■ Available data:
-- -- --
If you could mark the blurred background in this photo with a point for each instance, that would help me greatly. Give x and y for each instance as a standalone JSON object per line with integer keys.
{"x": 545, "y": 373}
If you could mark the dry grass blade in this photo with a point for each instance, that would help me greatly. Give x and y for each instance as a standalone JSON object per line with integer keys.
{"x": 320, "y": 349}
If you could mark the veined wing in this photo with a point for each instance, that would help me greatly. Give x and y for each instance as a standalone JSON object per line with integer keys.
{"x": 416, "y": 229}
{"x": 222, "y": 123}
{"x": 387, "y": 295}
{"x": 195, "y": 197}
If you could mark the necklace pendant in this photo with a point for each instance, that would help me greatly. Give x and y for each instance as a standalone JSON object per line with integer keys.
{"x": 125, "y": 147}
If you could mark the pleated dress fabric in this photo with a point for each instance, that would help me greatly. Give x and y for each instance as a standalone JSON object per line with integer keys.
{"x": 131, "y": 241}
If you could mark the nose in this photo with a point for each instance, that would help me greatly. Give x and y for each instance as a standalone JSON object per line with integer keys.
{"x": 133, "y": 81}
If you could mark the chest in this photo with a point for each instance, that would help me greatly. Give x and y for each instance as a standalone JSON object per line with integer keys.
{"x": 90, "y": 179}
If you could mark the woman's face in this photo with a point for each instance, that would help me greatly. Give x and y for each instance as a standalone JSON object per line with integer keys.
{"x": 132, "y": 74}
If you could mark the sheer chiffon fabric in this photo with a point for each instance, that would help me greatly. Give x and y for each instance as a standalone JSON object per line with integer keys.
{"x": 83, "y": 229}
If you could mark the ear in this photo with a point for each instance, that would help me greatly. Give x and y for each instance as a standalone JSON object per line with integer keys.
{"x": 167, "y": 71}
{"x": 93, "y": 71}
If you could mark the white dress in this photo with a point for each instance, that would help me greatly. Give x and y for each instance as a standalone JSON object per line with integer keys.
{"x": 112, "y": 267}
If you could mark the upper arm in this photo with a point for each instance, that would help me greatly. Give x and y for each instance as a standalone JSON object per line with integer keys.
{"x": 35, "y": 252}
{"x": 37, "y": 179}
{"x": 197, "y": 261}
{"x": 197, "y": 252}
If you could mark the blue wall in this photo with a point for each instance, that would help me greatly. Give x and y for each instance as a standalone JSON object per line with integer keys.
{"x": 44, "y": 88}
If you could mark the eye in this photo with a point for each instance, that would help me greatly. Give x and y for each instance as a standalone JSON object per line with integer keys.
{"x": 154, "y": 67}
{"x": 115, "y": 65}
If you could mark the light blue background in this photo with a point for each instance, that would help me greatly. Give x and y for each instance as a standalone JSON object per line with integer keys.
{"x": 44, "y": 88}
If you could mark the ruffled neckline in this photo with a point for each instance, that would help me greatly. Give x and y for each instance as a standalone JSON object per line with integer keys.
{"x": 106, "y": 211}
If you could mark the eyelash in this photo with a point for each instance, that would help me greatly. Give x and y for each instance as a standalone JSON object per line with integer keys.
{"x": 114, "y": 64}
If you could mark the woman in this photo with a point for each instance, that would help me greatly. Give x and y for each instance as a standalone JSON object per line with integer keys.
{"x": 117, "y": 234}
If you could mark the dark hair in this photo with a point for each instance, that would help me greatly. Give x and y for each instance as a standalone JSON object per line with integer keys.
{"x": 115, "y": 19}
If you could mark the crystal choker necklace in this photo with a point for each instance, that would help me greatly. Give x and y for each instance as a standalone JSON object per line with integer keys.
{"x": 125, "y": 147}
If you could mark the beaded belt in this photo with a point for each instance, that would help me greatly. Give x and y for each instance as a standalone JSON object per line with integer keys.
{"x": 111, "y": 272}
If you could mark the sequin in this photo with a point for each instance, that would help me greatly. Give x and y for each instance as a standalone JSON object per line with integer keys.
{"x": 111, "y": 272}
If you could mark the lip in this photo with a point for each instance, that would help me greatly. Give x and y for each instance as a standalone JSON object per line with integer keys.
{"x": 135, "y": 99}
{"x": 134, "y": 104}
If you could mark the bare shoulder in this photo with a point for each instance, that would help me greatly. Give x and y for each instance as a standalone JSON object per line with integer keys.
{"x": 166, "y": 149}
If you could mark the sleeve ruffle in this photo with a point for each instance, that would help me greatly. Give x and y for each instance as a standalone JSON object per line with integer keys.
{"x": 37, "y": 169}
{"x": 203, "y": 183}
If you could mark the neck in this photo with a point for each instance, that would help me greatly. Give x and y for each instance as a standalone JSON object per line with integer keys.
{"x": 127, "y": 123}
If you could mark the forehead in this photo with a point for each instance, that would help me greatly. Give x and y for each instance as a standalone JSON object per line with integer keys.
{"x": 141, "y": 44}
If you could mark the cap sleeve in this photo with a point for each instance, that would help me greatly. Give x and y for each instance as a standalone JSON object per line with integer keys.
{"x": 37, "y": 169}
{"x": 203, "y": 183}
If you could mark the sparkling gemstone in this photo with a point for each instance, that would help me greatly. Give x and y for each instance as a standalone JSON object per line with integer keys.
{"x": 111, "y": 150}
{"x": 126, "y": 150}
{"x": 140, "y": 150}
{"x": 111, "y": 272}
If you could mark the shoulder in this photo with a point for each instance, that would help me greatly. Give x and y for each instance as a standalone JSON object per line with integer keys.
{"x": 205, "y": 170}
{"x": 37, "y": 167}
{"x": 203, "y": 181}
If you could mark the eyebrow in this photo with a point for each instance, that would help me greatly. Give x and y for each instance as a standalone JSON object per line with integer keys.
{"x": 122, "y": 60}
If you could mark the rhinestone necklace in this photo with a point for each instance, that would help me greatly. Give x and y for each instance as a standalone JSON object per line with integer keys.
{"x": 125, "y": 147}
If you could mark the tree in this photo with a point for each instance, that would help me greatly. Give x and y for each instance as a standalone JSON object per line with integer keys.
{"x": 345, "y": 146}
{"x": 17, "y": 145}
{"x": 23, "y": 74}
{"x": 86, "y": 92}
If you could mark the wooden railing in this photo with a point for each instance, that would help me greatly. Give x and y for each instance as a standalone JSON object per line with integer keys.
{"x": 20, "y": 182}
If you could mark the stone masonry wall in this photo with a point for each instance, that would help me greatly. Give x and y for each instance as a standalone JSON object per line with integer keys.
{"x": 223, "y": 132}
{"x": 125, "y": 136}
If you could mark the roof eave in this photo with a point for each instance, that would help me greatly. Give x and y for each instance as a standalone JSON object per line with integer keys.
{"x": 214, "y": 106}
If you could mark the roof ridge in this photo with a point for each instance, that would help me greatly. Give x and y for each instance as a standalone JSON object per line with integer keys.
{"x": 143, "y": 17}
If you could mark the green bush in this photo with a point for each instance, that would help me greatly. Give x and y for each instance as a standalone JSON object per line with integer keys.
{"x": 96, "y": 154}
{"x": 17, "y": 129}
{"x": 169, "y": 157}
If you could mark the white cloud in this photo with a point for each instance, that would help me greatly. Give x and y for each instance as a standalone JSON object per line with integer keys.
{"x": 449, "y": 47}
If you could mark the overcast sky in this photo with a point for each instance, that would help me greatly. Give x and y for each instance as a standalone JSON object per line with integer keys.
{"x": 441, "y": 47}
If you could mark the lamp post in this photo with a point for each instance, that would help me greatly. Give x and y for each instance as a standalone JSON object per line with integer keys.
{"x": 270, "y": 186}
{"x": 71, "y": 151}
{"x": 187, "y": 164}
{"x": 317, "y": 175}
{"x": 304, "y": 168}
-- -- --
■ Objective: Reproduce the listing in full. Keep it exactly as written.

■ Solution for this exercise:
If you could mark the blurred background in this photo with a point for each instance, that would help me greatly. Give x and y for each instance as a standalone JSON object per line with integer keys.
{"x": 545, "y": 373}
If you could mark the dry grass blade in this photo with a point for each instance, that would help me greatly. Give x and y for each instance as a standalone JSON object per line with integer keys.
{"x": 320, "y": 349}
If you could mark the veined wing in this photo with a point for each instance, that would help me greatly. Give x and y for each instance as a standalone JSON object per line with integer keys.
{"x": 416, "y": 229}
{"x": 222, "y": 123}
{"x": 387, "y": 295}
{"x": 195, "y": 197}
If you could mark the necklace pendant in this photo with a point for each instance, that would help me greatly. Give x and y for each instance as a standalone JSON object per line with integer keys.
{"x": 125, "y": 147}
If you could mark the pleated dress fabric in this photo with a point for each instance, that would help me greatly. Give x and y for each instance as a standalone JSON object per line with integer keys.
{"x": 131, "y": 241}
If you could mark the nose in this photo with a point for each instance, that would help me greatly. Give x and y for each instance as a standalone JSON object per line with integer keys.
{"x": 133, "y": 81}
If you could mark the chest in this photo with a point for each instance, that would help me greatly. Give x and y for each instance as a standalone JSON object per line with integer keys.
{"x": 90, "y": 179}
If you could mark the woman's face in this photo with a point for each instance, that would help me greatly. Give x and y for each instance as a standalone JSON object per line with integer keys.
{"x": 132, "y": 74}
If you could mark the sheer chiffon fabric in this photo with a point for each instance, that would help me greatly. Give x and y for each instance as a standalone JSON object per line with integer keys.
{"x": 83, "y": 229}
If you could mark the ear in this photo with a point for each instance, that would help me greatly. Give x and y for each instance as a standalone JSON object per line with integer keys.
{"x": 167, "y": 71}
{"x": 93, "y": 71}
If you could mark the white dress in this photo with a point for each instance, that would help me greatly. Give x and y for each instance as a standalone JSON object per line with integer keys.
{"x": 112, "y": 267}
If you could mark the upper arm in this photo with a point for each instance, that would help me greatly. Give x and y for each instance as a standalone JSON object per line with integer keys.
{"x": 35, "y": 252}
{"x": 37, "y": 179}
{"x": 197, "y": 261}
{"x": 197, "y": 252}
If you could mark the blue wall in this photo with a point for each instance, that would help me greatly. Give x and y for each instance as a standalone JSON object per line with integer keys.
{"x": 44, "y": 88}
If you could mark the eye in this photo with a point for each instance, that would help me greatly. Give x and y for each instance as a standalone JSON object per line with integer keys.
{"x": 154, "y": 67}
{"x": 115, "y": 65}
If you could mark the light blue background in this photo with a point for each instance, that would help me greatly. Give x and y for each instance as a standalone JSON object per line with integer keys.
{"x": 44, "y": 88}
If you could mark the ruffled neckline in this photo with a point for each instance, that would help me greatly. Give x and y for each instance as a standalone JSON object per line with integer keys.
{"x": 106, "y": 211}
If you could mark the eyelash in this photo with a point for each instance, that would help me greatly. Give x and y for each instance as a standalone JSON object per line with integer keys.
{"x": 114, "y": 64}
If you could mark the woman in this photo with a point for each instance, that would help me greatly. Give x and y for each instance as a standalone JSON object per line with integer keys.
{"x": 117, "y": 234}
If you could mark the dark hair in this photo with a point for each instance, that would help me greatly. Give x and y for each instance as a standalone JSON object per line with integer keys.
{"x": 115, "y": 19}
If you could mark the crystal choker necklace in this photo with a point for each instance, that would help me greatly. Give x and y for each instance as a standalone JSON object per line with integer keys.
{"x": 125, "y": 147}
If you could mark the beaded belt in this photo with a point for each instance, that would help me greatly. Give x and y for each instance as a standalone JSON object per line with integer keys.
{"x": 111, "y": 272}
If you could mark the sequin in this photo with a point for each instance, that would help me greatly. Give x and y for each instance as a standalone JSON object per line with integer keys.
{"x": 111, "y": 272}
If you could mark the lip in this photo with a point for each instance, that would help me greatly. Give x and y for each instance as a standalone JSON object per line with integer keys.
{"x": 135, "y": 99}
{"x": 134, "y": 104}
If you could mark the bare shoulder in this photo with a point for each instance, that would help me greatly. Give x and y for each instance as a standalone JSON object per line with integer keys.
{"x": 166, "y": 149}
If you could mark the sleeve ruffle in this photo with a point for each instance, that would help me greatly. Give x and y for each instance as a standalone JSON object per line with integer keys.
{"x": 37, "y": 169}
{"x": 203, "y": 183}
If you could mark the neck in this photo with a point for each instance, that would help me greatly. Give x and y for each instance as a standalone JSON object per line with integer keys.
{"x": 127, "y": 123}
If you could mark the forehead in this photo with a point for each instance, that would help me greatly. Give x and y for each instance as a standalone JSON object per line with integer keys.
{"x": 141, "y": 44}
If you could mark the cap sleeve in this photo with a point for each instance, that would help me greatly. Give x and y for each instance as a standalone JSON object per line with integer keys.
{"x": 37, "y": 169}
{"x": 203, "y": 183}
If you could mark the sparkling gemstone in this photo with a point for each instance, that would help me greatly. Give x and y for each instance as a standalone JSON object per line with integer keys.
{"x": 111, "y": 150}
{"x": 126, "y": 150}
{"x": 140, "y": 150}
{"x": 111, "y": 272}
If you could mark the shoulder in this photo with a point for each instance, that would help me greatly. Give x and y for each instance as a standalone JSON object per line with integer keys.
{"x": 205, "y": 170}
{"x": 37, "y": 167}
{"x": 203, "y": 181}
If you could mark the eyebrow in this photo with a point for each instance, that would help me greatly. Give x and y for each instance as a standalone JSON object per line with integer keys.
{"x": 122, "y": 60}
If you could mark the rhinestone necklace in this photo with a point for each instance, that would help me greatly. Give x and y for each instance as a standalone JSON object per line with integer keys.
{"x": 125, "y": 147}
If you could mark the tree in this photo with a point for each instance, that would help me greatly. Give x and y for each instance as a standalone JSON object per line with integer keys.
{"x": 345, "y": 146}
{"x": 17, "y": 145}
{"x": 23, "y": 74}
{"x": 86, "y": 92}
If you could mark the wooden railing in this photo with a point for each instance, that would help me greatly. Give x and y for each instance as a standalone JSON object per line with integer keys.
{"x": 20, "y": 182}
If you could mark the stone masonry wall in this photo with a point for each instance, that would help me greatly. Give x and y for each instance as a standalone JSON object per line with integer keys.
{"x": 223, "y": 132}
{"x": 125, "y": 136}
If you could mark the roof eave in this photo with a point for each instance, that would help me greatly. Give x and y for each instance as a standalone JSON object per line with integer keys.
{"x": 214, "y": 106}
If you could mark the roof ridge in this photo with a point for each instance, that would help me greatly. Give x and y for each instance as a standalone JSON object per line with integer keys.
{"x": 143, "y": 17}
If you could mark the green bush in this photo with a point for each instance, that would help me greatly. Give x and y for each instance as a standalone JSON object per line with integer keys.
{"x": 96, "y": 154}
{"x": 17, "y": 129}
{"x": 169, "y": 157}
If you could mark the white cloud in this photo with a point for each instance, that would help me greatly. Give x and y for each instance as a standalone JSON object per line with integer keys.
{"x": 449, "y": 47}
If you could mark the overcast sky in this photo with a point for each instance, that would help me greatly. Give x and y for each instance as a standalone JSON object per line with integer keys.
{"x": 441, "y": 47}
If you could mark the lamp post in this photo with a point for each instance, that would help me greatly. Give x and y for each instance as a standalone JSON object per line with integer keys.
{"x": 270, "y": 186}
{"x": 71, "y": 151}
{"x": 187, "y": 164}
{"x": 317, "y": 175}
{"x": 304, "y": 168}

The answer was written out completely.